THINGS TO DO:
a) Which operating systems does the original poster in the VNC thread report using?
b) Reproduce the VNC thread from the words "This looks to" through the words "(Nov 10, 2004)", swapping "desk top" for "desktop".

=== SOURCE ===

# Need help getting VNC code to work



## Larry - Cleve (Oct 14, 2005)

Hi Guys.

Ok first I am over my head on this one, but still above the water.

I down loaded the VNC open source code for Glance www.glance.com from www.glance.net/install/GVNCsource.zip

When I unzip the program one of the readme files tells me that there is no install program.

How do I get it to install? If need be is someone willing to help change the code for me?

This looks to be nice software to allow me to do software demo / training classes on the web. Unless you guys have a better way to have a link on a web page to open a window to show my desk top.

Thanks

Larry - Cleveland


----------



## LoneWolf071 (Nov 10, 2004)

If You Are Using Linux/UNIX, Just Extract it and use the Make file, doing it for windows is a little bit tricky, but you should also be able to download the VNC binary packages, the .exe's so you don't have to compile, because for a noobie to compiling whole packages, it could be tough...


----------



## Larry - Cleve (Oct 14, 2005)

Sorry I am using XP Pro and Win2000 server.

Can you tell what langauge it is writen in so I can find someone to compile it for me?

=== INFORMATION GIVEN ===

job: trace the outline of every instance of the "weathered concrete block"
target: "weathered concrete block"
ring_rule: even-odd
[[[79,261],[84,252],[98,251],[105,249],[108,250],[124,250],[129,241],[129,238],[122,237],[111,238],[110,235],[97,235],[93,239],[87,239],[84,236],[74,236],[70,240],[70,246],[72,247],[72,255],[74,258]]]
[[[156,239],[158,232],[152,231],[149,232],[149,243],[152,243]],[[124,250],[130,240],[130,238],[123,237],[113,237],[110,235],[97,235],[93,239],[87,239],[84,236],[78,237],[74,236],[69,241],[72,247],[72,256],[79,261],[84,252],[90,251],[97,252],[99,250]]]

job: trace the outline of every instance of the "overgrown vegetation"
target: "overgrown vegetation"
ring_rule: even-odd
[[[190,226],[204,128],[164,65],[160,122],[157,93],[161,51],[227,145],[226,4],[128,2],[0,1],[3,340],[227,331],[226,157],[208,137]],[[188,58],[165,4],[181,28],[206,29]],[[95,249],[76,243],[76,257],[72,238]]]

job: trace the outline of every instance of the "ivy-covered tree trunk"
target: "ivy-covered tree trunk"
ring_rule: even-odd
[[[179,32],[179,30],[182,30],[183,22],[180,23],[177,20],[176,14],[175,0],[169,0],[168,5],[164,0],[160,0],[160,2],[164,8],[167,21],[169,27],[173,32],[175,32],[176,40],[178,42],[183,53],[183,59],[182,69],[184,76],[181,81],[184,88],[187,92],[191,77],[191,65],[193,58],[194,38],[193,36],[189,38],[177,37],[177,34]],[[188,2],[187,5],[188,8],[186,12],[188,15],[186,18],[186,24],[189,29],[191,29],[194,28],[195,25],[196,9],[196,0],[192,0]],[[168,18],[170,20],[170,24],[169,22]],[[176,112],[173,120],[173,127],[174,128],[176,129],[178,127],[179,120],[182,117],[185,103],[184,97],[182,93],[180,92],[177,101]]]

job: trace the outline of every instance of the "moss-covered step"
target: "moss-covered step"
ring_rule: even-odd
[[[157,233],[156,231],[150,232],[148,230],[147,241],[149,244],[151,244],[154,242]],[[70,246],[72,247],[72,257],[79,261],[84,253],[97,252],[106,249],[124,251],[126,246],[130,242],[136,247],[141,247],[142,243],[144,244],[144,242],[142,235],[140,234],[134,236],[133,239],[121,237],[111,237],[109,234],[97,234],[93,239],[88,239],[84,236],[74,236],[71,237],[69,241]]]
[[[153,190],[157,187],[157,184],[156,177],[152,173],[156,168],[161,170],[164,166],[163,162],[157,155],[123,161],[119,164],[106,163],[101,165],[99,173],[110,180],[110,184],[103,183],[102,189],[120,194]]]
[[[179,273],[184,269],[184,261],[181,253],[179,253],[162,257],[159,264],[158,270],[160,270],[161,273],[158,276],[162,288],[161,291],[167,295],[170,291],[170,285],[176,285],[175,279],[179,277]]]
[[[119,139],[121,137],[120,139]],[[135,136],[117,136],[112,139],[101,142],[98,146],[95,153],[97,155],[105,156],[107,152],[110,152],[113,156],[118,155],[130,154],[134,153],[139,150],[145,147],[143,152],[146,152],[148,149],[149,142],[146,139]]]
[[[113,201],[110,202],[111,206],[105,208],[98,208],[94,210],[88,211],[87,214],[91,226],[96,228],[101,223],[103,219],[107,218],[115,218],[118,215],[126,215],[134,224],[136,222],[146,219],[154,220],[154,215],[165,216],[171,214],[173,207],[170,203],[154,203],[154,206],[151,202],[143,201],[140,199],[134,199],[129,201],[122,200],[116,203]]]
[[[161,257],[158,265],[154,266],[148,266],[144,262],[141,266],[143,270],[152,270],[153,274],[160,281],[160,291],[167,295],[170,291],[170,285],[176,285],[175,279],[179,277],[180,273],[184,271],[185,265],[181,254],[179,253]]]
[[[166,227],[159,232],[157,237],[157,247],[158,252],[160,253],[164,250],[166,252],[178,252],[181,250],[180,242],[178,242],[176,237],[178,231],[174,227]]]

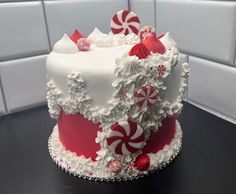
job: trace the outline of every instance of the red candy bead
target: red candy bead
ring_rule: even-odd
[[[141,42],[143,42],[146,38],[147,35],[151,35],[152,33],[156,33],[156,30],[152,26],[144,26],[140,31],[139,31],[139,37]]]
[[[87,38],[80,38],[77,41],[77,46],[80,51],[88,51],[90,48],[90,42]]]
[[[145,59],[148,55],[150,52],[143,43],[134,45],[129,51],[129,56],[137,56],[139,59]]]
[[[164,54],[166,52],[165,46],[156,38],[155,33],[147,35],[143,43],[150,52],[159,54]]]

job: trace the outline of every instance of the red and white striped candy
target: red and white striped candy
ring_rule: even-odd
[[[107,144],[116,154],[125,155],[137,152],[144,145],[142,127],[133,121],[115,123],[108,134]]]
[[[140,31],[139,31],[139,37],[141,42],[143,42],[146,38],[147,35],[152,35],[153,33],[156,33],[156,30],[152,26],[144,26]]]
[[[157,100],[157,91],[153,86],[142,86],[135,92],[134,100],[141,108],[149,108]]]
[[[139,24],[140,20],[134,12],[121,10],[111,20],[111,31],[113,34],[138,34]]]

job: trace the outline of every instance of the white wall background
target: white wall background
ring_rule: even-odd
[[[64,32],[108,32],[128,8],[142,26],[171,32],[191,65],[186,100],[236,122],[235,1],[0,0],[0,115],[46,102],[46,56]]]

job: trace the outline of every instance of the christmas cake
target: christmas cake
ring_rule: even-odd
[[[47,102],[57,124],[49,138],[55,163],[74,176],[116,181],[142,177],[181,149],[189,66],[169,33],[139,30],[132,11],[117,12],[111,32],[76,30],[47,58]]]

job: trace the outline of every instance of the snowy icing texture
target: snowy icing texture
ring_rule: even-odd
[[[64,34],[64,36],[54,45],[53,51],[58,54],[74,54],[79,50],[67,34]]]
[[[180,150],[178,122],[169,145],[157,153],[143,154],[142,149],[164,119],[181,112],[188,64],[179,63],[169,33],[160,38],[147,35],[140,43],[136,34],[104,34],[95,28],[88,40],[95,46],[87,52],[78,52],[67,35],[55,44],[47,60],[47,101],[52,118],[63,110],[99,123],[102,130],[94,141],[101,149],[96,161],[77,157],[65,151],[55,127],[49,140],[51,156],[70,173],[95,179],[132,179],[161,168]],[[70,158],[65,163],[62,153]]]

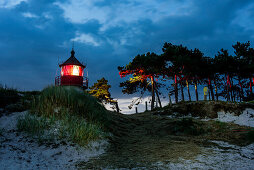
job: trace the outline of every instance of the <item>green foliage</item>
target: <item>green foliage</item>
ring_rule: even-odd
[[[16,89],[0,85],[0,108],[16,103],[19,99],[20,96],[18,95],[18,91]]]
[[[87,121],[105,125],[108,123],[108,111],[97,99],[77,87],[45,88],[39,97],[34,98],[31,112],[46,117],[62,118],[68,114],[80,116]]]
[[[111,98],[109,89],[111,86],[108,84],[108,80],[104,77],[97,80],[92,87],[90,87],[88,93],[99,99],[100,101],[108,102]]]
[[[221,49],[215,57],[206,57],[199,49],[192,50],[182,45],[165,43],[161,55],[155,53],[137,55],[126,66],[118,67],[121,77],[142,76],[140,81],[127,80],[122,82],[120,87],[123,88],[122,92],[127,94],[139,90],[144,93],[146,87],[149,87],[144,80],[156,77],[162,81],[174,80],[174,83],[171,83],[174,89],[172,90],[170,86],[168,89],[170,95],[175,94],[176,102],[179,84],[182,100],[184,100],[183,89],[187,84],[195,85],[197,101],[199,84],[208,86],[212,100],[215,97],[218,100],[219,96],[226,98],[227,101],[253,100],[254,49],[250,47],[250,42],[237,42],[233,48],[235,55]],[[189,86],[187,89],[191,100]]]

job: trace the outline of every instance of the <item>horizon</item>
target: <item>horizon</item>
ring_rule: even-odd
[[[164,42],[198,48],[213,57],[233,54],[237,41],[254,40],[254,2],[4,0],[0,2],[0,84],[42,90],[54,84],[58,57],[87,64],[89,85],[105,77],[114,98],[123,95],[117,66],[137,54],[160,54]],[[87,70],[86,69],[86,70]],[[85,71],[86,71],[85,70]]]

===

TASK ANSWERS:
a) XP Pro and Win2000 server.

b)
This looks to be nice software to allow me to do software demo / training classes on the web. Unless you guys have a better way to have a link on a web page to open a window to show my desktop.

Thanks

Larry - Cleveland


----------



## LoneWolf071 (Nov 10, 2004)